BEGIN Extracted entries
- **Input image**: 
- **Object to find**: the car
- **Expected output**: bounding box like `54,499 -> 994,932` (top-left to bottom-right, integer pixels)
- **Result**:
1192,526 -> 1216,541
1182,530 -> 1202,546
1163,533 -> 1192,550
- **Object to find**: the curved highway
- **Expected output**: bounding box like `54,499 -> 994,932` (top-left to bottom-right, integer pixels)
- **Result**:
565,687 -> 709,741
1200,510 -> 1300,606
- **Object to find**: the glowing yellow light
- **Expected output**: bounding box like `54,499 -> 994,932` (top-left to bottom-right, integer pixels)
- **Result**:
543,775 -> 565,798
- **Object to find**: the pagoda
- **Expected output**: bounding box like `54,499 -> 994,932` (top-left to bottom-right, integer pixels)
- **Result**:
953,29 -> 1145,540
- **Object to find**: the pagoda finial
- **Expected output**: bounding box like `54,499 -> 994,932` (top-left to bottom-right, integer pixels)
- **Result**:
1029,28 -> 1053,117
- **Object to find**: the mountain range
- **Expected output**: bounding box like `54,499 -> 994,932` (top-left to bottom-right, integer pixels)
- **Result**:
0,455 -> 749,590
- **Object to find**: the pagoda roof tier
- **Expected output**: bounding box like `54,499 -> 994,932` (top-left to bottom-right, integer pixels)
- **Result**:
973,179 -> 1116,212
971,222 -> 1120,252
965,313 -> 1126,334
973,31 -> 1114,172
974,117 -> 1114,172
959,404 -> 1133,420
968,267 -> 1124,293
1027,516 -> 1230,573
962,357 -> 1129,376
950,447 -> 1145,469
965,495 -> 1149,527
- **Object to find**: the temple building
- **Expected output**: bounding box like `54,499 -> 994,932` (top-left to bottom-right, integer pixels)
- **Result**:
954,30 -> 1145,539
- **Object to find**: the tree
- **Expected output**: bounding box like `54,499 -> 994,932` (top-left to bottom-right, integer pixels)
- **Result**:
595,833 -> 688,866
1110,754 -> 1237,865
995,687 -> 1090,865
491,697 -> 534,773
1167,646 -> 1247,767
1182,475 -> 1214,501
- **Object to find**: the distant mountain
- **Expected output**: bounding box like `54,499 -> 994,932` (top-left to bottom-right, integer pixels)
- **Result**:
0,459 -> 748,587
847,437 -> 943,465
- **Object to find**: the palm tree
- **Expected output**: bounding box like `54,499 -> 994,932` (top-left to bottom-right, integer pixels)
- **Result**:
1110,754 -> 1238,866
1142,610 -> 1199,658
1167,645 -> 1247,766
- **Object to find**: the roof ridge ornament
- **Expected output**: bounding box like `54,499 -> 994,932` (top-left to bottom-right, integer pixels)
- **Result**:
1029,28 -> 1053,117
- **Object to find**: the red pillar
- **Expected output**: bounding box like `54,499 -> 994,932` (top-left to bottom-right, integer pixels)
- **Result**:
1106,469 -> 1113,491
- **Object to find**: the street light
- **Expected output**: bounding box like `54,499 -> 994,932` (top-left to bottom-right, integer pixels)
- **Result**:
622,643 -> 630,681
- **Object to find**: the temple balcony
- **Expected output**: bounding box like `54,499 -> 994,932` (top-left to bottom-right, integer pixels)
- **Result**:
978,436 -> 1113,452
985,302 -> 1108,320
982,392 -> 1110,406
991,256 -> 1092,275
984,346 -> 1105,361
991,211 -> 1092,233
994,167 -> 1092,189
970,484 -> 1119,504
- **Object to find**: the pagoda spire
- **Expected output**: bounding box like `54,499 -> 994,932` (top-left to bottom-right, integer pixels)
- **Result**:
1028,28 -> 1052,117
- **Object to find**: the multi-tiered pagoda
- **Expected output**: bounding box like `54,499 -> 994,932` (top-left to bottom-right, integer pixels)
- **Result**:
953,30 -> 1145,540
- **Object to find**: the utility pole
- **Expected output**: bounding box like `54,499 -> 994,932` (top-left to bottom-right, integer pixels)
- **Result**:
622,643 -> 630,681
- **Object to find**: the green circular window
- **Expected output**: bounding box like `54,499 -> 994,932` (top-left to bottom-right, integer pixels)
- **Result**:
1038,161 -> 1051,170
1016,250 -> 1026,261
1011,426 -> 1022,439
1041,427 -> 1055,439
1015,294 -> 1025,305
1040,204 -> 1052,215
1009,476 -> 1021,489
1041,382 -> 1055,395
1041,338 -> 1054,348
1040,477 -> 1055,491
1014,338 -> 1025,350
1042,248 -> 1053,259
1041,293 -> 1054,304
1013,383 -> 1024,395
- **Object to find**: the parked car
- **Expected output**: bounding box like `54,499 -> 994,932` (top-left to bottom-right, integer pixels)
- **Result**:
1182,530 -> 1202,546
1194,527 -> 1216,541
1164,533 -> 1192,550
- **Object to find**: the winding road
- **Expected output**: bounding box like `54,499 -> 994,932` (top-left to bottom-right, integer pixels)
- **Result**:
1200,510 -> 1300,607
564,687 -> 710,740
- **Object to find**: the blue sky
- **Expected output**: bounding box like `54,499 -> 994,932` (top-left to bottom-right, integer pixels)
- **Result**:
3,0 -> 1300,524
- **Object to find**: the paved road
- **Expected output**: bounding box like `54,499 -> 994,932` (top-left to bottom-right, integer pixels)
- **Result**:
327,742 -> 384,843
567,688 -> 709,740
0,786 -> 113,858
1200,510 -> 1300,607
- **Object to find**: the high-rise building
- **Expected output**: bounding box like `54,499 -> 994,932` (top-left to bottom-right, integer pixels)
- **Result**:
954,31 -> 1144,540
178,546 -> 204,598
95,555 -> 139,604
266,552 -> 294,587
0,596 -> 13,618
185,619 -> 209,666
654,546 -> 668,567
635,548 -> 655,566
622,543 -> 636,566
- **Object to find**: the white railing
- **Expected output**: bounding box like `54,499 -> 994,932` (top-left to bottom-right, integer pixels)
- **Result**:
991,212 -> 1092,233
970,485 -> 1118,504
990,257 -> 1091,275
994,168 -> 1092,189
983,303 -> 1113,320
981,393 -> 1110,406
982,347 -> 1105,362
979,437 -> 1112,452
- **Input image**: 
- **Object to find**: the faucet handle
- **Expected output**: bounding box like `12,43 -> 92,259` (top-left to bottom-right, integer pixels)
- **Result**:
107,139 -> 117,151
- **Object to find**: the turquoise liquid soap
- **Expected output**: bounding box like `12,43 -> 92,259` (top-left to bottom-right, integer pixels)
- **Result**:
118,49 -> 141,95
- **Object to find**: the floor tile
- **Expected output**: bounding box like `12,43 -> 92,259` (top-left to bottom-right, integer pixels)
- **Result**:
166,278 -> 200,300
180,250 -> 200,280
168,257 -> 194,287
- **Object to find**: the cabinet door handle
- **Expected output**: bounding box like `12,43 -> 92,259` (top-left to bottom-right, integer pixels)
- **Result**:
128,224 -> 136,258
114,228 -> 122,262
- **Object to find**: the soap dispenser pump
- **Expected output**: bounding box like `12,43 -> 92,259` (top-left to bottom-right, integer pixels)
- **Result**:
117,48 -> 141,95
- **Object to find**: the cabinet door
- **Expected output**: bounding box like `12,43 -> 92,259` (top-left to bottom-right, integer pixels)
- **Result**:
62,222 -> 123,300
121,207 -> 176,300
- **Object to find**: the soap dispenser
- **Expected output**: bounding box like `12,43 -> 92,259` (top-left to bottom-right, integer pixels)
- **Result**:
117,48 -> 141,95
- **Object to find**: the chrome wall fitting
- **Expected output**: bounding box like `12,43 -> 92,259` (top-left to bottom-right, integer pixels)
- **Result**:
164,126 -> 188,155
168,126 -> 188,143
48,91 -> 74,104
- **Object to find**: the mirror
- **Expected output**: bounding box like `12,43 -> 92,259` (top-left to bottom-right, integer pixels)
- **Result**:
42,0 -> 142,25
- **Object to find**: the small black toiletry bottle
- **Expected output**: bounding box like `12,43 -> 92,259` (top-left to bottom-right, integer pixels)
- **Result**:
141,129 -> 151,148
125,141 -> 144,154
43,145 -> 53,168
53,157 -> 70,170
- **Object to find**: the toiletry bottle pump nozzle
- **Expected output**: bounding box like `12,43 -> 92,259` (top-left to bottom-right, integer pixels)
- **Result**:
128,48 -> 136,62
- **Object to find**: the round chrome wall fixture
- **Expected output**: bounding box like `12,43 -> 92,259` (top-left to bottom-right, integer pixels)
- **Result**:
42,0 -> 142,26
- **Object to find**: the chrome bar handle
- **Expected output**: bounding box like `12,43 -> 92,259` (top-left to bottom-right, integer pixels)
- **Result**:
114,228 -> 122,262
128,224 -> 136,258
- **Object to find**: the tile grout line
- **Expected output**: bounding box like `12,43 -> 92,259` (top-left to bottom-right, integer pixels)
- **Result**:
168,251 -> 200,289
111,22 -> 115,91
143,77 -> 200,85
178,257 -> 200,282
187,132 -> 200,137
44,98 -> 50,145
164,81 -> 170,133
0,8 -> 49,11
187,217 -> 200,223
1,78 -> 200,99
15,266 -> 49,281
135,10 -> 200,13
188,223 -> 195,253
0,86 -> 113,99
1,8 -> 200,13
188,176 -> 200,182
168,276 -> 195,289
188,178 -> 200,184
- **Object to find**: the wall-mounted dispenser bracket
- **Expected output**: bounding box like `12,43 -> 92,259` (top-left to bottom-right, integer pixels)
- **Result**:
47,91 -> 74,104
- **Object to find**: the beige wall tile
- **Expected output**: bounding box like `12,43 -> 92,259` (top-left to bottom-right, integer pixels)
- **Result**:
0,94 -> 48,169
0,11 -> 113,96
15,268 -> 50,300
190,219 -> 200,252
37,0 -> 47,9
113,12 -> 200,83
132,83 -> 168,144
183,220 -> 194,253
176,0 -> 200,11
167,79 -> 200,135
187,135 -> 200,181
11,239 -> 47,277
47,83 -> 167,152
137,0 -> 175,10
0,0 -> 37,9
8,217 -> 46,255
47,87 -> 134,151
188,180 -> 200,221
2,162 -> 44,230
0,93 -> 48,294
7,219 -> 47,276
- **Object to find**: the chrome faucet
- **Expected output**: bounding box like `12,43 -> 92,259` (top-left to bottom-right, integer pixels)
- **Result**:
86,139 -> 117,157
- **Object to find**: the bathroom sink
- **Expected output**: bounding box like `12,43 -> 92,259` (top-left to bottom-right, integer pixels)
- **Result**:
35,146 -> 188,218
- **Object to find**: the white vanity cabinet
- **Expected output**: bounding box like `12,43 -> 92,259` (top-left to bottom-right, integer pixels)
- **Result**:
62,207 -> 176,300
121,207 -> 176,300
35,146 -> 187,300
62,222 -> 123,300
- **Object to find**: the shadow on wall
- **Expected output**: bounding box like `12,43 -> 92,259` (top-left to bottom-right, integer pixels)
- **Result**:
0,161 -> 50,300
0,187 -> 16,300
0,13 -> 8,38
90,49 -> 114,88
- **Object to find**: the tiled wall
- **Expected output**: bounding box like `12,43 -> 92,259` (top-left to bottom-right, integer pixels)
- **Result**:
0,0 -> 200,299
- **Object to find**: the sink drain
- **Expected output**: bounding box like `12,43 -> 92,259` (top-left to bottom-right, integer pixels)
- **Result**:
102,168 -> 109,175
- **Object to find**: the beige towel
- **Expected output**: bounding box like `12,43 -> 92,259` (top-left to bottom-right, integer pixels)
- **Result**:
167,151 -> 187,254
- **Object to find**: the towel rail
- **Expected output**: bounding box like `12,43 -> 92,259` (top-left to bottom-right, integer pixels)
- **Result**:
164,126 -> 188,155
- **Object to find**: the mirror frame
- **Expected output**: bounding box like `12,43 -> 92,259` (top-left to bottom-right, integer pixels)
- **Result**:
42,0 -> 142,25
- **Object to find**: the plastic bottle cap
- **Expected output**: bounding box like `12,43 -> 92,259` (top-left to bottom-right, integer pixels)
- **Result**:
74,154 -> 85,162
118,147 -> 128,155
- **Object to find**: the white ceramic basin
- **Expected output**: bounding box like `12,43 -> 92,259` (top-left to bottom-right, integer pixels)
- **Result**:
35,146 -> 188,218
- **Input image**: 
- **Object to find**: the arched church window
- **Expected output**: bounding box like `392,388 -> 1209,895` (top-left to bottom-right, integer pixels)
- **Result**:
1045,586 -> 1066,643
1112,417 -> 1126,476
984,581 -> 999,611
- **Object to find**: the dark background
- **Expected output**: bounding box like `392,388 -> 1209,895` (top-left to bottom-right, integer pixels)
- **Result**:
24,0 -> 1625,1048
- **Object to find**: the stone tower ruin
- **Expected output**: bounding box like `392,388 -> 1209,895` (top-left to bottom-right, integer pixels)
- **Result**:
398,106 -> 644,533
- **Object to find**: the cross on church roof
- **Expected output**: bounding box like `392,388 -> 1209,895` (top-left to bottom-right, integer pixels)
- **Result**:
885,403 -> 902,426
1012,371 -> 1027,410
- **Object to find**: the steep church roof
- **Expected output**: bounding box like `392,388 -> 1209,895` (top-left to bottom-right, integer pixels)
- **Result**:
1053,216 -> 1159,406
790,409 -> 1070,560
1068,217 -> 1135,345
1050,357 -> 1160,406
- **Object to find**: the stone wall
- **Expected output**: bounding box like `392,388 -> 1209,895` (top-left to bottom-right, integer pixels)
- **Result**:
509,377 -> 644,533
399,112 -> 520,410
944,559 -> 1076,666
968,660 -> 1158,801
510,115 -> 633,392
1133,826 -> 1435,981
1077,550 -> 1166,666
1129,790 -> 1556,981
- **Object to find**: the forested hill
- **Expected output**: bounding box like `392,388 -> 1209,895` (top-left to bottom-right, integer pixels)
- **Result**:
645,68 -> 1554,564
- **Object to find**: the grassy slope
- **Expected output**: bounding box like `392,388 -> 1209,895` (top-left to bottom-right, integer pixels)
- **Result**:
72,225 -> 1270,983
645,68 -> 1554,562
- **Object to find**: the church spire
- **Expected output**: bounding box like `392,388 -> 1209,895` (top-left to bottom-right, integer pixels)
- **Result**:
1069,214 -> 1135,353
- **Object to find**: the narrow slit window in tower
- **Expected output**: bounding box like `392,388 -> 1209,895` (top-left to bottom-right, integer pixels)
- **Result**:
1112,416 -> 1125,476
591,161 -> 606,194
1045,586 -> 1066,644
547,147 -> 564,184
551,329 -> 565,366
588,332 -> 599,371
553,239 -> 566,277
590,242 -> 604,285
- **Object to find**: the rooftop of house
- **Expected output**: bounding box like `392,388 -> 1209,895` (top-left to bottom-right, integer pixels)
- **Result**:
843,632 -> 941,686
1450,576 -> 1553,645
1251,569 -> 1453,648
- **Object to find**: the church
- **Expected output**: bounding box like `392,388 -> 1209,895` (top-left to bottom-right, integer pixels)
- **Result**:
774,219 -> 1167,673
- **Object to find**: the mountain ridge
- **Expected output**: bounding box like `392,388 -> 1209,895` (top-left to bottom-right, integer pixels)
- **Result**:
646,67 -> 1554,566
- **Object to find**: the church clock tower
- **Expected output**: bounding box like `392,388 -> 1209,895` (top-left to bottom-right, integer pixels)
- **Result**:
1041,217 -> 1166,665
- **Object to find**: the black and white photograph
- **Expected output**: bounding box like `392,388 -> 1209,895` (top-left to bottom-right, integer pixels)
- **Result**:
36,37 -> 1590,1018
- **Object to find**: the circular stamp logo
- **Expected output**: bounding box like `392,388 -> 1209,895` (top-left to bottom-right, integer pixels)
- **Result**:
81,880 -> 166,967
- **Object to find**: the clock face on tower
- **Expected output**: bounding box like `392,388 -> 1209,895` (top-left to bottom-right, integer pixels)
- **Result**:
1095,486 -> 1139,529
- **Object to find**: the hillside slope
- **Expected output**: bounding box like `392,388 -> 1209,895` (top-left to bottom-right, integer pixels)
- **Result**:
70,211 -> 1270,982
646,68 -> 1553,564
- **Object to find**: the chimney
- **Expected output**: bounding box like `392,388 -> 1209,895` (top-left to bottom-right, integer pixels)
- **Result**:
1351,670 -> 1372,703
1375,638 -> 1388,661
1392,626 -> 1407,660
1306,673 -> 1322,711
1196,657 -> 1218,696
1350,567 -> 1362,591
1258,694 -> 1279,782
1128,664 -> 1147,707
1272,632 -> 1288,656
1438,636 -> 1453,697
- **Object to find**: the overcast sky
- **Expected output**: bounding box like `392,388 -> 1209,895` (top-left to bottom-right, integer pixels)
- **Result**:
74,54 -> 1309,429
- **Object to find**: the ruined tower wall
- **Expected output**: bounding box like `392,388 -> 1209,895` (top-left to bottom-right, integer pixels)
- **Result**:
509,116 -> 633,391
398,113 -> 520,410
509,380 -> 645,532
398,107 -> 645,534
END Extracted entries
*To do:*
All lines in the records with the string "bottle" should be copied out.

*Result of this exercise:*
- **Object to find**: the small black toiletry bottle
- **Object to find**: the toiletry bottle pump nozzle
- **Object to find**: the plastic bottle cap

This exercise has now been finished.